# UK General Elections



## SteveHall (Oct 17, 2008)

BRITISH CITIZENS – YOUR RIGHT TO VOTE IN THE UK GENERAL ELECTION.

Are you in danger of losing your right to vote? Are you concerned about the exchange rate or your pension? If you don’t register in the next 4 weeks you will not be able to take part in the most contested British General Election since World War II. 

Find out more by coming to the VIRGEN DEL CARMEN CULTURAL CENTRE in Torrevieja’s central Calle RAMON GALLUD at 6 pm on WEDNESDAY 17th MARCH (ample car parking) where a team of English speaking experts will explain to you how important it is to vote and how you can cut through the paperwork to register in time. If you bring along your passport (or a copy with the number) and the details of your last address in the UK, the team will assist you with the form-filling there and then. Your vote will then count back in the Constituency where you used to live.

There are over 2 million people outside the UK not registered to vote. If you are one of them you will kick yourself if the Government elected is not of your choice!

Important Note

At the last count only 2% of expats in Spain were registered to vote. There are 2.5 million expats worldwide and the greatest concentration of British Citizen in the world living outside the UK is in Murcia, Alicante and Valencia. Many people do not realize that they can still vote (so long as they have not been away from the UK for more than 15 years). The right to vote comes with being a British Citizen and an adult. Even those incarcerate in prison in the UK can vote. Helpful websites:

About My Vote, produced by The Electoral Commission and Don't Leave Your Vote At Home

DON’T MISS THIS IMPORTANT MEETING!!! ENSURE YOUR RIGHT TO VOTE!!!

Centro Cultural “Virgen del Carmen” Wednesday 17th March at 18.00h


----------



## SteveHall (Oct 17, 2008)

The fact that I can still vote in a General Election in a country where I have not spent 24 hours for 7/8 years seems totally completely crazy .... almost as crazy as allowing prisoners the right to vote! 

As a good democrat (small "d") I post it though.


----------



## gus-lopez (Jan 4, 2010)

Only problem with that Steve is that when you register,by law ,they can't send out the voting papers until 1 week before to prevent tampering, which means that If you do receive them ,you can't get them back in the req. time. Appointing a proxy to vote for you I think is a better bet.


----------



## gus-lopez (Jan 4, 2010)

SteveHall said:


> The fact that I can still vote in a General Election in a country where I have not spent 24 hours for 7/8 years seems totally completely crazy .... almost as crazy as allowing prisoners the right to vote!
> 
> As a good democrat (small "d") I post it though.


I agree with that entirely.


----------



## SteveHall (Oct 17, 2008)

The best made plans of mice and men, eh, Gus?


----------



## nigele2 (Dec 25, 2009)

SteveHall said:


> At the last count only 2% of expats in Spain were registered to vote


So I would have thought the message was clear. So why is the UK gov spending money?

I applaud your attitude Steve but if people want representation I would suggest 2 or 3 MPs representing the expat world should be voted in. They could represent the interests of the Expats. I for one would happily stand for such a position. 

My policies I feel would attract a strong vote: bigger guaranteed pensions for those not benefitting from the NHS, stronger pound and bigger navy. So with only three policies I could spend more time away from the house visiting my constituents on expenses. I would need lots of second home allowances of course 

Vote Nigel, you know it makes sense


----------

● ● ● ● ● ● ●

What this exercise asks:
1) According to the forum thread, how long may a British citizen have been away from the UK and still keep the right to vote?
2) Reproduce verbatim the passage of the forum thread between "Only problem with" and "a better bet.", inclusive.
The listing comes from a source separate from the forum thread.

● ● ● ● ● ● ●

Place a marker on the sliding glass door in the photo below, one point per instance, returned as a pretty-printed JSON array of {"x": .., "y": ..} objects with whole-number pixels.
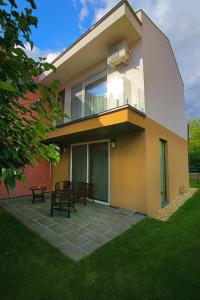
[
  {"x": 98, "y": 170},
  {"x": 90, "y": 164},
  {"x": 79, "y": 163},
  {"x": 163, "y": 184}
]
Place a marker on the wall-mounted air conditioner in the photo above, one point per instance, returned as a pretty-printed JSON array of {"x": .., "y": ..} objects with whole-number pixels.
[{"x": 118, "y": 54}]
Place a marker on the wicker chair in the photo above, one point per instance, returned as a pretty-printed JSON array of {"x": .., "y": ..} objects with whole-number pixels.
[
  {"x": 81, "y": 191},
  {"x": 61, "y": 200},
  {"x": 63, "y": 186}
]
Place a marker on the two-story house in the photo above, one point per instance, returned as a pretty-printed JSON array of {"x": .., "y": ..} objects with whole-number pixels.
[{"x": 124, "y": 95}]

● ● ● ● ● ● ●

Exercise solutions:
1) No more than 15 years.

2)
Only problem with that Steve is that when you register,by law ,they can't send out the voting papers until 1 week before to prevent tampering, which means that If you do receive them ,you can't get them back in the req. time. Appointing a proxy to vote for you I think is a better bet.